= EXERCISE REQUIREMENTS =
Please lay out the records as a JSON list of strings, one string per line, from the start of the records through the line that contains "[[[57,103],[41,106],[41,137],[49,143],[73,144],[75,105]]]", including that line. Leave out blank lines and pictures.

= RECORDED DATA =
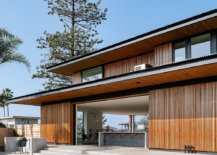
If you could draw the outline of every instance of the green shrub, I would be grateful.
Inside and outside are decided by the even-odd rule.
[[[3,123],[0,123],[0,128],[6,128],[6,126]]]

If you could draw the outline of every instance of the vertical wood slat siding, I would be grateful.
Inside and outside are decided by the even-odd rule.
[[[72,82],[73,82],[73,84],[81,83],[81,72],[73,73]]]
[[[149,147],[217,151],[217,82],[150,91]]]
[[[155,66],[172,63],[172,43],[157,46],[154,49]]]
[[[133,71],[134,66],[140,64],[150,64],[154,66],[154,53],[150,52],[144,55],[106,64],[104,66],[104,76],[111,77],[115,75],[129,73]]]
[[[57,103],[41,106],[41,137],[49,143],[73,144],[75,105]]]

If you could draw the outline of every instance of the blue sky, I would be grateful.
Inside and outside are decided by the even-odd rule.
[[[217,0],[102,0],[108,8],[107,20],[99,27],[102,48],[134,37],[155,28],[217,8]],[[6,28],[23,40],[19,52],[26,55],[32,64],[31,71],[19,64],[0,66],[0,90],[11,88],[15,96],[37,92],[42,89],[42,80],[32,79],[40,54],[36,39],[44,30],[55,32],[62,25],[56,16],[47,15],[43,0],[1,0],[0,27]],[[39,116],[39,107],[11,105],[11,115]],[[0,116],[2,110],[0,109]]]

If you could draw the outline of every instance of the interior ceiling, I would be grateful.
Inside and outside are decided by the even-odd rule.
[[[78,111],[97,111],[105,114],[143,115],[148,113],[149,96],[96,101],[77,106]]]

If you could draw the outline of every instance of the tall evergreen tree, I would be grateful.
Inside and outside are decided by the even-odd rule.
[[[58,15],[63,31],[44,32],[38,48],[47,49],[33,78],[47,79],[44,89],[49,90],[72,84],[71,77],[46,72],[46,67],[92,52],[102,40],[96,38],[96,27],[106,19],[107,9],[100,9],[101,0],[45,0],[50,15]]]
[[[22,44],[22,40],[7,30],[0,28],[0,65],[6,63],[22,63],[28,70],[30,63],[26,57],[17,52],[18,46]]]

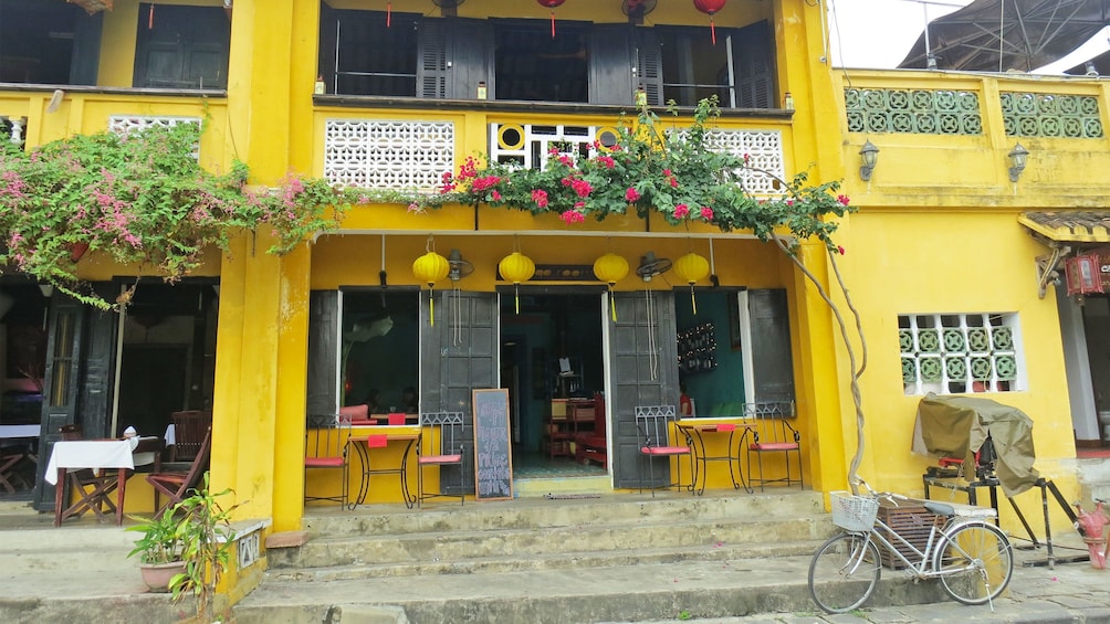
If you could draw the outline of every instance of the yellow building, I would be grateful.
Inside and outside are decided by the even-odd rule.
[[[75,4],[0,0],[0,120],[13,139],[30,147],[206,120],[202,163],[242,160],[263,185],[294,171],[398,196],[435,192],[471,155],[536,166],[552,147],[588,151],[638,98],[659,110],[674,100],[682,125],[717,95],[720,149],[785,178],[842,178],[860,208],[835,239],[866,336],[861,475],[920,492],[931,461],[909,448],[928,391],[982,392],[1026,411],[1038,468],[1064,488],[1076,438],[1100,438],[1110,383],[1096,375],[1092,386],[1104,365],[1088,362],[1083,325],[1096,324],[1091,340],[1103,336],[1106,303],[1080,307],[1052,277],[1061,258],[1107,242],[1103,228],[1080,235],[1059,223],[1103,202],[1108,94],[1097,79],[834,70],[824,8],[809,0]],[[862,175],[868,141],[880,154]],[[1019,141],[1023,170],[1008,157]],[[767,178],[750,184],[776,193]],[[428,250],[450,258],[431,289],[413,273]],[[514,250],[537,269],[519,285],[498,273]],[[609,252],[632,268],[612,289],[593,274]],[[694,285],[696,314],[688,285],[666,270],[689,252],[712,270]],[[799,256],[847,311],[823,246],[804,242]],[[107,295],[144,273],[95,255],[81,269]],[[243,236],[182,284],[143,280],[124,315],[18,275],[0,288],[14,300],[6,418],[17,395],[36,393],[29,380],[46,388],[44,406],[22,409],[42,423],[47,449],[67,422],[98,437],[160,433],[173,411],[211,410],[213,482],[268,532],[301,525],[306,415],[343,406],[468,418],[474,390],[505,388],[523,473],[538,460],[571,463],[555,457],[575,442],[557,436],[561,401],[592,401],[605,461],[586,458],[594,478],[582,488],[639,484],[634,408],[677,406],[680,386],[699,417],[790,405],[806,487],[844,489],[857,446],[852,361],[836,319],[786,255],[746,232],[370,203],[290,255],[255,253]],[[858,357],[864,344],[852,342]],[[72,376],[59,377],[63,360]],[[709,484],[727,481],[713,473]],[[340,485],[313,477],[307,489]],[[364,502],[401,495],[375,487]],[[50,509],[52,490],[36,500]]]

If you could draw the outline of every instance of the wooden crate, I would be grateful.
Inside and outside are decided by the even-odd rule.
[[[929,512],[921,504],[916,504],[909,501],[899,501],[896,507],[890,501],[879,502],[879,520],[882,520],[891,531],[901,535],[907,542],[914,544],[918,550],[925,550],[926,543],[929,541],[929,531],[932,526],[941,526],[945,523],[945,516],[937,515]],[[920,560],[914,551],[906,548],[905,544],[895,540],[886,530],[878,530],[882,533],[895,548],[898,549],[906,559],[910,560],[912,563],[917,563]],[[900,559],[895,556],[888,549],[879,546],[879,555],[882,560],[882,565],[890,567],[892,570],[901,570],[906,567]]]

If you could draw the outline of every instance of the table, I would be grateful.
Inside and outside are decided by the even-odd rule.
[[[41,432],[42,427],[39,424],[0,424],[0,447],[9,446],[4,444],[3,440],[23,441],[18,444],[21,449],[20,452],[0,456],[0,487],[8,490],[8,493],[16,491],[16,487],[10,481],[10,479],[16,477],[16,466],[23,458],[38,462],[38,458],[31,450],[31,444],[33,443],[31,440],[38,441]],[[23,479],[20,480],[23,481]]]
[[[748,434],[748,429],[750,426],[738,422],[696,422],[692,419],[679,420],[675,423],[678,427],[678,431],[686,437],[686,443],[689,444],[690,450],[694,452],[694,481],[692,482],[694,487],[694,493],[702,495],[705,493],[705,483],[708,478],[710,461],[727,461],[728,462],[728,478],[733,481],[733,489],[739,490],[741,487],[747,493],[751,493],[751,488],[748,487],[747,481],[744,479],[744,468],[740,466],[740,452],[739,444],[743,443],[744,439]],[[740,440],[737,446],[734,447],[733,440],[736,439],[736,433],[740,432]],[[705,446],[705,434],[723,434],[728,433],[727,444],[725,446],[725,454],[709,454]],[[736,454],[733,454],[733,449],[736,448]],[[700,469],[698,468],[700,466]],[[702,477],[702,487],[697,487],[698,477]],[[739,480],[737,480],[739,475]]]
[[[60,526],[62,521],[72,515],[80,515],[92,510],[98,516],[103,518],[100,511],[102,504],[115,510],[115,523],[123,524],[123,497],[128,484],[128,471],[135,468],[134,449],[139,446],[140,438],[127,440],[61,440],[54,442],[50,460],[47,462],[47,470],[43,479],[54,488],[54,526]],[[141,462],[140,462],[141,466]],[[65,494],[65,474],[69,470],[89,469],[93,471],[115,469],[118,474],[114,482],[104,481],[100,485],[94,485],[91,492],[71,504],[62,508],[62,500]],[[109,495],[115,492],[113,503]]]
[[[412,509],[416,503],[416,497],[408,491],[408,456],[412,454],[414,444],[420,443],[418,432],[387,432],[370,436],[352,436],[347,439],[347,446],[354,447],[355,452],[362,460],[362,480],[359,483],[359,497],[347,505],[347,509],[363,504],[366,494],[370,493],[370,477],[372,474],[398,474],[401,477],[401,498],[404,499],[405,507]],[[404,443],[405,450],[401,454],[401,466],[393,468],[371,468],[370,450],[374,448],[385,448],[390,442]]]

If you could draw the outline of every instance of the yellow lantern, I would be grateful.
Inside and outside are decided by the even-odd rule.
[[[506,282],[516,286],[516,314],[521,314],[521,283],[532,279],[536,274],[536,263],[521,252],[513,252],[501,259],[497,270]]]
[[[428,297],[428,324],[435,325],[435,283],[447,277],[447,273],[451,272],[451,263],[447,258],[436,254],[435,252],[428,252],[423,256],[416,258],[413,263],[413,275],[416,279],[420,279],[424,284],[427,284]]]
[[[694,283],[709,275],[709,260],[690,252],[675,260],[675,275],[690,285],[690,306],[697,314],[697,300],[694,299]]]
[[[613,310],[613,321],[617,320],[617,304],[613,300],[613,286],[628,275],[628,260],[609,252],[594,260],[594,275],[609,285],[609,307]]]

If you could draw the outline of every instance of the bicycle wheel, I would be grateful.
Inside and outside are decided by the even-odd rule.
[[[814,554],[809,595],[826,613],[846,613],[871,597],[880,573],[879,550],[869,535],[842,533]]]
[[[948,595],[963,604],[998,597],[1013,574],[1013,546],[1000,529],[986,522],[957,526],[937,549],[932,569]]]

= EXERCISE RESULT =
[
  "If you could draw the outline of every instance of the green shrub, I would be grateful.",
  "Inside and outside are decided by the even-odd rule.",
  "[[[3,123],[0,123],[0,128],[6,128],[6,126]]]",
  "If you could draw the outline of every instance of the vertical wood slat siding, I would be grateful.",
  "Inside and outside are decided by the even-odd rule.",
  "[[[72,82],[73,82],[73,84],[81,83],[81,72],[73,73]]]",
  "[[[149,147],[217,151],[217,82],[150,91]]]",
  "[[[155,66],[172,63],[172,43],[157,46],[154,49]]]",
  "[[[133,71],[134,66],[140,64],[150,64],[154,66],[154,53],[150,52],[144,55],[106,64],[104,66],[104,76],[111,77],[115,75],[129,73]]]",
  "[[[57,103],[41,106],[41,137],[49,143],[73,144],[75,105]]]"
]